Records shown
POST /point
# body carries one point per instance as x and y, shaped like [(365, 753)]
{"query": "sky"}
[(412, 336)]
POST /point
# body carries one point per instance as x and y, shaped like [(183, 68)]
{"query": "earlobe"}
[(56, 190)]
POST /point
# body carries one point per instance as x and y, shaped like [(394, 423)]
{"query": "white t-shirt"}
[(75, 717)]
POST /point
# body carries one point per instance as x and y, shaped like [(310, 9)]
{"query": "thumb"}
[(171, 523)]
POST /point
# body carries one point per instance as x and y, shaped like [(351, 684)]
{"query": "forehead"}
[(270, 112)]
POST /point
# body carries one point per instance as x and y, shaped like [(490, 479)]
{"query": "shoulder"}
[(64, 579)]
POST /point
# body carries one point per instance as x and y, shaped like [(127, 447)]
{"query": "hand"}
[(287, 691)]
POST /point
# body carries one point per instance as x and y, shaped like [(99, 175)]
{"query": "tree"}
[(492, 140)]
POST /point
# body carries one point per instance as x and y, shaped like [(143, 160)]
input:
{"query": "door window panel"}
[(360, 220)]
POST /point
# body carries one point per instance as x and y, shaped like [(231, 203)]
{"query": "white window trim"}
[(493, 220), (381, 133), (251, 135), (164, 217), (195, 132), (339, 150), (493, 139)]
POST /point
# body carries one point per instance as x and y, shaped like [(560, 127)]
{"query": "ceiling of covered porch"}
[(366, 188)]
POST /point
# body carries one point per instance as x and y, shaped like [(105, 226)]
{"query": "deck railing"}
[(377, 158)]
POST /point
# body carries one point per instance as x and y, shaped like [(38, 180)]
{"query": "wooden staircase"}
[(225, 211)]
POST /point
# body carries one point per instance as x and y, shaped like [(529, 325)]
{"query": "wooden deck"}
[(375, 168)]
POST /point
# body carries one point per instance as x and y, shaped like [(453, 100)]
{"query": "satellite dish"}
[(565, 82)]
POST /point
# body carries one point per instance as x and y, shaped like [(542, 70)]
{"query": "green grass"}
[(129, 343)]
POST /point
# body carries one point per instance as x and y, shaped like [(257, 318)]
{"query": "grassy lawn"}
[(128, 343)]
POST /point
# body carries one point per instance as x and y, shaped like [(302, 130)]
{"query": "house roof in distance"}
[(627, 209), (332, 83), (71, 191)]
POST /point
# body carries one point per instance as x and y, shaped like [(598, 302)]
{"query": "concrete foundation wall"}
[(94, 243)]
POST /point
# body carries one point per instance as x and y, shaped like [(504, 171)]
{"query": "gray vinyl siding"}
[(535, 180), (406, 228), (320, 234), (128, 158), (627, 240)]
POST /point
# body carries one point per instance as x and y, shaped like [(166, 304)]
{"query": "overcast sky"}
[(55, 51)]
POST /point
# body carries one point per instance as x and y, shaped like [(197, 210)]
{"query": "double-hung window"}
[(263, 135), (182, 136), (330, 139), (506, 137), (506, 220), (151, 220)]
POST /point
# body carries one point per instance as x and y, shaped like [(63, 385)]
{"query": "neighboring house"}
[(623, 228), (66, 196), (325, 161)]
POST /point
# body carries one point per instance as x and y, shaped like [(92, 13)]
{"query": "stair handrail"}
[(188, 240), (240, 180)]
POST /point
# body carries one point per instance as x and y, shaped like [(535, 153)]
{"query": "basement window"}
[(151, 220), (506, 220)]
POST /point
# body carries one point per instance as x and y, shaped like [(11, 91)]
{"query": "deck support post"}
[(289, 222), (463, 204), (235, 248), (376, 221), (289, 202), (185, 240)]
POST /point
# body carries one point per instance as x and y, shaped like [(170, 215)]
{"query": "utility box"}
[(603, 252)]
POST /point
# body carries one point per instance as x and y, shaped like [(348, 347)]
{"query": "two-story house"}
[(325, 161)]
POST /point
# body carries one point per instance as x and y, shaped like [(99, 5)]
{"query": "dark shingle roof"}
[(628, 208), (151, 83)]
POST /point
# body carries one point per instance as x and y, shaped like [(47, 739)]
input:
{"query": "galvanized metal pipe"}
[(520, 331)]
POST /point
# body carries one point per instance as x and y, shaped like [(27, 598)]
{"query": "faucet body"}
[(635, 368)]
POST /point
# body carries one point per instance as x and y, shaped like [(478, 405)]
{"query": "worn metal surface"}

Written task
Repeat the material word for word, in full.

Final answer
POST /point
# body carries one point per instance as x and y, shaped like [(365, 753)]
{"query": "sky"}
[(412, 336)]
POST /point
# body carries one point per instance as x and y, shaped like [(183, 68)]
{"query": "earlobe"}
[(56, 190)]
POST /point
# body carries one point per instance as x and y, shaped like [(394, 423)]
{"query": "white t-shirt"}
[(75, 717)]
POST /point
# body carries one point per instance as x and y, shaped like [(310, 9)]
{"query": "thumb"}
[(171, 523)]
POST /point
# body carries one point per instance as x and y, shaped like [(351, 684)]
{"query": "forehead"}
[(270, 112)]
POST /point
# body carries one point per instance as x and y, shaped like [(490, 479)]
{"query": "shoulder"}
[(64, 579)]
POST /point
# body carries one point per instance as x and y, shaped like [(127, 447)]
{"query": "hand"}
[(287, 691)]
POST /point
# body carries one point per instance as x and y, shaped like [(99, 175)]
{"query": "tree"}
[(492, 140)]
POST /point
# body carries one point per instance as x and y, shaped like [(143, 160)]
input:
{"query": "door window panel"}
[(360, 220)]
POST /point
# body carries one point per instance as x and y, shaped like [(231, 203)]
{"query": "white window trim"}
[(493, 220), (381, 133), (251, 135), (164, 217), (195, 132), (339, 150), (493, 139)]
POST /point
# body carries one point per instance as x and y, shaped like [(560, 127)]
{"query": "ceiling of covered porch"}
[(366, 188)]
POST /point
# body carries one point per instance as x and y, shaped like [(105, 226)]
{"query": "deck railing"}
[(377, 158)]
POST /point
# body carries one point per instance as x and y, shaped like [(38, 180)]
{"query": "wooden staircase"}
[(225, 211)]
POST /point
# body carries one point per instance as x and y, shaped like [(529, 325)]
{"query": "wooden deck"}
[(375, 168)]
POST /point
# body carries one point per instance as x and y, shaped like [(453, 100)]
{"query": "satellite dish"}
[(565, 82)]
POST /point
# body carries one point per instance as x and y, shaped like [(542, 70)]
{"query": "green grass"}
[(129, 343)]
POST /point
# body carries one point per instance as x and y, shaped like [(257, 318)]
{"query": "grassy lawn"}
[(128, 343)]
POST /point
# body carries one point per instance as x and y, shaped like [(302, 130)]
{"query": "house roof in distance"}
[(627, 209), (332, 83), (71, 191)]
POST /point
# body carries one point per instance as x and y, shaped like [(598, 302)]
{"query": "concrete foundation wall"}
[(94, 243)]
POST /point
# body carries one point per instance as x and y, shaped like [(504, 171)]
{"query": "gray vinyl siding"}
[(535, 180), (406, 228), (320, 234), (128, 158), (627, 240)]
POST /point
# body carries one point per instance as x and y, shaped like [(166, 304)]
{"query": "overcast sky"}
[(55, 51)]
POST /point
# body carries one point per instance as x and y, shaped like [(197, 210)]
{"query": "double-hung window"}
[(263, 135), (182, 136), (330, 139), (506, 137), (506, 220), (151, 220)]
POST /point
# body carries one point per instance as x and y, shaped like [(63, 385)]
{"query": "neighboring house"}
[(623, 228), (66, 196), (325, 161)]
POST /point
# body carries one point per instance as x and y, shaped like [(92, 13)]
{"query": "stair handrail"}
[(188, 240), (240, 180)]
POST /point
# body carries one point per instance as x and y, shaped like [(535, 153)]
{"query": "basement window"}
[(151, 220), (506, 220)]
POST /point
# body carries one point per instance as x and y, shaped like [(11, 91)]
{"query": "deck support post"}
[(289, 222), (463, 204), (235, 248), (376, 221), (289, 202), (185, 240)]
POST /point
# body carries one point per instance as x and y, shaped like [(170, 215)]
{"query": "utility box"}
[(603, 252)]
POST /point
# body carries one point per instance as x and y, shaped like [(348, 347)]
{"query": "two-story house"}
[(325, 161)]
POST /point
# body carries one point per instance as x and y, shaped like [(99, 5)]
{"query": "dark shingle roof"}
[(628, 208), (151, 83)]
POST /point
# body carries one point per instance as x and y, shaped like [(47, 739)]
input:
{"query": "galvanized metal pipe"}
[(520, 331)]
POST /point
# body carries one point per instance as x and y, shaped like [(27, 598)]
{"query": "faucet body"}
[(635, 368)]
POST /point
# body carries one point per instance as x and y, shaped like [(478, 405)]
{"query": "worn metal surface"}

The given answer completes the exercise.